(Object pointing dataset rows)
++++++++++

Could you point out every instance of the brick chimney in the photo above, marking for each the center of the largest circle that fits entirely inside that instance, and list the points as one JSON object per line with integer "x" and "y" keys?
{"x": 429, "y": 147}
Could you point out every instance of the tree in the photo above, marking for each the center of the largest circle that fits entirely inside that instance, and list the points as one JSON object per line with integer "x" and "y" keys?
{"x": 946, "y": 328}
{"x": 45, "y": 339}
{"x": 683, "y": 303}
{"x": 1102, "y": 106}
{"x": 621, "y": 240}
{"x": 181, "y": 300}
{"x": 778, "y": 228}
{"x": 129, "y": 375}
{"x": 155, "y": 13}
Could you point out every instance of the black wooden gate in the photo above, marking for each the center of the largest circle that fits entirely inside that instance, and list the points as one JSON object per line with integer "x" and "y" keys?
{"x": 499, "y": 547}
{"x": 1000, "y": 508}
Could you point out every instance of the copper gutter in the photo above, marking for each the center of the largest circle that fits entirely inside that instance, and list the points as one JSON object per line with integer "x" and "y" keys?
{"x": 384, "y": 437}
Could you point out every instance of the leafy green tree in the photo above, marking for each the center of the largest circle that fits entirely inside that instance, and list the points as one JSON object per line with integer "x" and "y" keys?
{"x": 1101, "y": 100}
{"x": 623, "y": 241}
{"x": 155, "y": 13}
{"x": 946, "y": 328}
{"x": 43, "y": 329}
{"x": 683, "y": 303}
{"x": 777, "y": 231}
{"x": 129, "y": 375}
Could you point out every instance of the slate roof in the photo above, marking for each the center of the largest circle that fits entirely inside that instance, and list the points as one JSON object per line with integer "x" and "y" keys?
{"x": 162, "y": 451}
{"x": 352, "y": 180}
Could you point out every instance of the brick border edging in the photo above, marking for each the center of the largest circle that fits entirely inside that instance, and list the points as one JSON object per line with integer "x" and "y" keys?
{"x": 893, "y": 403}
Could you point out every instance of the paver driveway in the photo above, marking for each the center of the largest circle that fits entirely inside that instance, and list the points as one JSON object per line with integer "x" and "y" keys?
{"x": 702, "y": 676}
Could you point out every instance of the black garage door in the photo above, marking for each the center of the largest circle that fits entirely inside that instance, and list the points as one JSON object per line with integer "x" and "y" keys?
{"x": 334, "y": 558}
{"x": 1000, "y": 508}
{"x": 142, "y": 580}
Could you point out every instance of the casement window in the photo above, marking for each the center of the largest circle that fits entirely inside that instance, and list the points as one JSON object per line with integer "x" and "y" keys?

++++++++++

(DESCRIPTION OF THE TASK):
Change "brick chimney" to "stone chimney" throughout the data above, and reproduce the rest of the data without alteration.

(CORRECT RESULT):
Could you point out every instance of the stone chimney in the photo above, marking for each the center of the largest circle that fits entirely inside that instance, and list the points as one JSON object per line with integer "x" and "y" keys?
{"x": 429, "y": 147}
Could you point out every instance of the tree in the photo above, marking for each the center of the largest circle that fits entirely inside that instance, and list the points as one JSON object per line with integer "x" and "y" keys?
{"x": 946, "y": 328}
{"x": 45, "y": 339}
{"x": 683, "y": 303}
{"x": 1102, "y": 106}
{"x": 621, "y": 240}
{"x": 181, "y": 300}
{"x": 778, "y": 228}
{"x": 129, "y": 375}
{"x": 155, "y": 13}
Could you point out every instance of the black wooden gate in the photo above, marking for each the center of the largest circle that fits entirely inside that instance, and list the points as one JSON object per line with integer "x" and "y" keys?
{"x": 499, "y": 547}
{"x": 1000, "y": 508}
Could you point out every instance of the copper gutter in the photo above, marking for each the center of the largest circle that fits entirely inside that instance, and list the points as one JSON object per line with integer "x" and "y" keys?
{"x": 384, "y": 437}
Could you point out every instance of the leafy green tree in the photo above, marking for each the center of the largest circle that fits entirely inside that instance, and list the points as one JSON object per line with integer "x" and "y" keys?
{"x": 1101, "y": 100}
{"x": 623, "y": 241}
{"x": 155, "y": 13}
{"x": 946, "y": 328}
{"x": 43, "y": 329}
{"x": 683, "y": 303}
{"x": 777, "y": 231}
{"x": 129, "y": 375}
Could you point out every instance of the slate roof in the photo above, marking for each the center of the largest circle that fits entirely inside that instance, and list the points as one JSON object per line with integer "x" and "y" keys?
{"x": 162, "y": 451}
{"x": 352, "y": 180}
Could you point out every instance of the brick border edging in the photo above, marking for each the center of the largest circle that fits entirely inside that instance, and list the points as one JSON object per line with integer "x" and "y" keys?
{"x": 893, "y": 403}
Could you point out every instance of the paver driveway in the photo above, marking for each the center of the largest circle that fits entirely inside that instance, and list the points as one JSON object per line with integer "x" and "y" keys?
{"x": 702, "y": 676}
Could you point out every instance of the black garage door in the photo above, marking for each the center of the largest circle that fits entirely inside that instance, and list the points as one JSON object per line with integer "x" and "y" keys?
{"x": 334, "y": 558}
{"x": 1000, "y": 508}
{"x": 142, "y": 580}
Could you point out every instance of the casement window in the photo above, marking for each the center of the largest circle that fits entirely inside that instance, and list the points as one JSON object per line with integer "x" and "y" keys?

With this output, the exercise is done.